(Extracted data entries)
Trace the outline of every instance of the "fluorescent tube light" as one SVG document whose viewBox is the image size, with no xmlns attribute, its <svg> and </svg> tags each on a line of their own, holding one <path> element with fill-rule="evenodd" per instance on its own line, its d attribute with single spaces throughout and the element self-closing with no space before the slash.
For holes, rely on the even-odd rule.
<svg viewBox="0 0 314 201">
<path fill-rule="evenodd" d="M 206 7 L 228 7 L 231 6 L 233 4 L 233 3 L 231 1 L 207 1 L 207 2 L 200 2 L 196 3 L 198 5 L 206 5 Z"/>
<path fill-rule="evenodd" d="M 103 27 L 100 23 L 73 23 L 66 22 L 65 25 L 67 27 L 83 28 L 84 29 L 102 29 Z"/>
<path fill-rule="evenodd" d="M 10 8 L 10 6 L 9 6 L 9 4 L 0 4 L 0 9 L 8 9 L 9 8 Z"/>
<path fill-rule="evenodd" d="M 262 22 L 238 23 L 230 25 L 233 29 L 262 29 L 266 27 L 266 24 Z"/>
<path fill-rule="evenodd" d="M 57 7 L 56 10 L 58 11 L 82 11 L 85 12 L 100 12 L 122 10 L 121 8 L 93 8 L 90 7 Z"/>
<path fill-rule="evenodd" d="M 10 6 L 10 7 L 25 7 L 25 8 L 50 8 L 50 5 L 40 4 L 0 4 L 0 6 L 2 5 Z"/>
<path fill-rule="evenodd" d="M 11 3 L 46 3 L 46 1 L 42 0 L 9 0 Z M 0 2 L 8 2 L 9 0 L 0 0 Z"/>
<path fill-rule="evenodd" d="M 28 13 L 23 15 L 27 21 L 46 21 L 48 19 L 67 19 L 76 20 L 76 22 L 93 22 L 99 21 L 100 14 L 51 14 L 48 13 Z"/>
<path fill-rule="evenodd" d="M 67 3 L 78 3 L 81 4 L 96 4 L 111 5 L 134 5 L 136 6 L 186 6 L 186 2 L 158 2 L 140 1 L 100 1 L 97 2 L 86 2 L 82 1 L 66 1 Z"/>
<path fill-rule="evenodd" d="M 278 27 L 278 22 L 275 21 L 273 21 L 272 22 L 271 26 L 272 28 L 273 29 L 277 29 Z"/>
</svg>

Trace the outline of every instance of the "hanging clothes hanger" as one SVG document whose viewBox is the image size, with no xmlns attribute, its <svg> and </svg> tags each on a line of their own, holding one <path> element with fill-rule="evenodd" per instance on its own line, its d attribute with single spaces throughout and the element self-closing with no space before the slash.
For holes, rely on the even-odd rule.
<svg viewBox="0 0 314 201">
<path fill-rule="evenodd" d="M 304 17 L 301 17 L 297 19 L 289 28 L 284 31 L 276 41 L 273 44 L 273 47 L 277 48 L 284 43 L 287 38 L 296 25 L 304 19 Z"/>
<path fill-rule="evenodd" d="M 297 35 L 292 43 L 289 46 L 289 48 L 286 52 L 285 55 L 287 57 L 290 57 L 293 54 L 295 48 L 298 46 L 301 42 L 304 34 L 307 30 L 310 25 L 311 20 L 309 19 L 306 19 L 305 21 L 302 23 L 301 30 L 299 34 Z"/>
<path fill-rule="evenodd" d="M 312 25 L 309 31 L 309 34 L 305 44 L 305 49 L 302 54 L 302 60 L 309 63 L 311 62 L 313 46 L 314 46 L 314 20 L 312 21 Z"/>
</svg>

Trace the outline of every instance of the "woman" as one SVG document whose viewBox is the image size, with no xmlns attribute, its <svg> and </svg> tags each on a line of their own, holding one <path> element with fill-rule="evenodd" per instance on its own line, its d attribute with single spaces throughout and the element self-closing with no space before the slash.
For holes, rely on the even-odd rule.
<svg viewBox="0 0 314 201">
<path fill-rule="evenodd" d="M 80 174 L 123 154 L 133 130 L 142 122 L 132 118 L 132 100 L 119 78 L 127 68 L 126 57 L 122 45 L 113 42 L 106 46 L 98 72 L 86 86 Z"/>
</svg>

### EXERCISE OBJECTIVE
Quote the material line for line, from its very first line through the line containing "85 12 L 100", with both of those lines included.

### WORKED SOLUTION
Trace the outline of every instance of the "fluorescent tube light" as one SVG document whose viewBox is the image size, with no xmlns attribute, its <svg> and </svg> tags each on a line of their own, holding one <path> element with fill-rule="evenodd" per instance on its own line, its d attribute with single spaces throughout and the element self-closing with no space before the slash.
For holes, rely on the even-odd rule.
<svg viewBox="0 0 314 201">
<path fill-rule="evenodd" d="M 206 7 L 228 7 L 231 6 L 233 4 L 233 3 L 231 1 L 207 1 L 207 2 L 200 2 L 196 3 L 198 5 L 206 5 Z"/>
<path fill-rule="evenodd" d="M 103 27 L 100 23 L 73 23 L 66 22 L 65 25 L 67 27 L 83 28 L 84 29 L 102 29 Z"/>
<path fill-rule="evenodd" d="M 10 8 L 10 6 L 9 6 L 9 4 L 0 4 L 0 9 L 8 9 L 9 8 Z"/>
<path fill-rule="evenodd" d="M 262 22 L 238 23 L 230 25 L 233 29 L 262 29 L 266 27 L 266 24 Z"/>
<path fill-rule="evenodd" d="M 57 7 L 56 10 L 58 11 L 82 11 L 85 12 L 100 12 L 122 10 L 121 8 L 93 8 L 90 7 Z"/>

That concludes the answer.